--- WHAT TO DO ---
Every line below that contains "smartphone" is to be copied.

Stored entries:
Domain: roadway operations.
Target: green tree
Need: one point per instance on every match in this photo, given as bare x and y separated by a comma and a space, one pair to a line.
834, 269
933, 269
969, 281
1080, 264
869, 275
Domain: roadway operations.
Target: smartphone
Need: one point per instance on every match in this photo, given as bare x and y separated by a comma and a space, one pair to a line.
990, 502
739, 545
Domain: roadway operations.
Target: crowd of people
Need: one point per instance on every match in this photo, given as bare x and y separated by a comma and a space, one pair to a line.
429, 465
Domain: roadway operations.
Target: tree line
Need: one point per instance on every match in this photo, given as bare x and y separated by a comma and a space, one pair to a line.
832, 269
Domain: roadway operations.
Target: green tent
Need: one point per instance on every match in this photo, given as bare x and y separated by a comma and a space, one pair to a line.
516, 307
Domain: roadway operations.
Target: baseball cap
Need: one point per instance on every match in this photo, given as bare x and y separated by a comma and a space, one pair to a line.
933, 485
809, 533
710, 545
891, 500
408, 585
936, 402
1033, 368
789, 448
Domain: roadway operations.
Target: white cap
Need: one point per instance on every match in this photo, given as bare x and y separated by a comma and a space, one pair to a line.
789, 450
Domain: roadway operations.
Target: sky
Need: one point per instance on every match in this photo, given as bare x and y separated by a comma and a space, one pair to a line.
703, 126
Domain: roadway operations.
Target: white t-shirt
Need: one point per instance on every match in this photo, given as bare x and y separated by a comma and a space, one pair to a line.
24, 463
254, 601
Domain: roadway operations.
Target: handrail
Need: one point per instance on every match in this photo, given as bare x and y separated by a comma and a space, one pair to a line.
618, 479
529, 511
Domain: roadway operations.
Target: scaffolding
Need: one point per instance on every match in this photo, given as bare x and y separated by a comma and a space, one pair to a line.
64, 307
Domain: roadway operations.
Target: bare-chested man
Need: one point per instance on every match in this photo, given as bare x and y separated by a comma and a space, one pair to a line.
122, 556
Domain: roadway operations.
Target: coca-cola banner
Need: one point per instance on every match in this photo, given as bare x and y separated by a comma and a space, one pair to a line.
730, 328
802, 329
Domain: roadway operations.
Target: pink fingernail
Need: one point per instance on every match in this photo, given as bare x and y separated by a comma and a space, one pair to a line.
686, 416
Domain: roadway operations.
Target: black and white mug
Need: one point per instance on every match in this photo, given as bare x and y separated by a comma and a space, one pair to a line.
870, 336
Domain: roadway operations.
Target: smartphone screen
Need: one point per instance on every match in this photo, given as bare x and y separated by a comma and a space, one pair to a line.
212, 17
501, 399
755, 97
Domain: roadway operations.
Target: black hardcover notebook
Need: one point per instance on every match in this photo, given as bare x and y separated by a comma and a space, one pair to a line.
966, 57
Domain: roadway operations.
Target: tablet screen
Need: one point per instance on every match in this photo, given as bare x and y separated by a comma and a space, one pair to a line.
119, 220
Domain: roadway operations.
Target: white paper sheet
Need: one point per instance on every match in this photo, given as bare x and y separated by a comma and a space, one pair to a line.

--- EXPECTED ANSWER ---
Target: smartphone
Target: smartphone screen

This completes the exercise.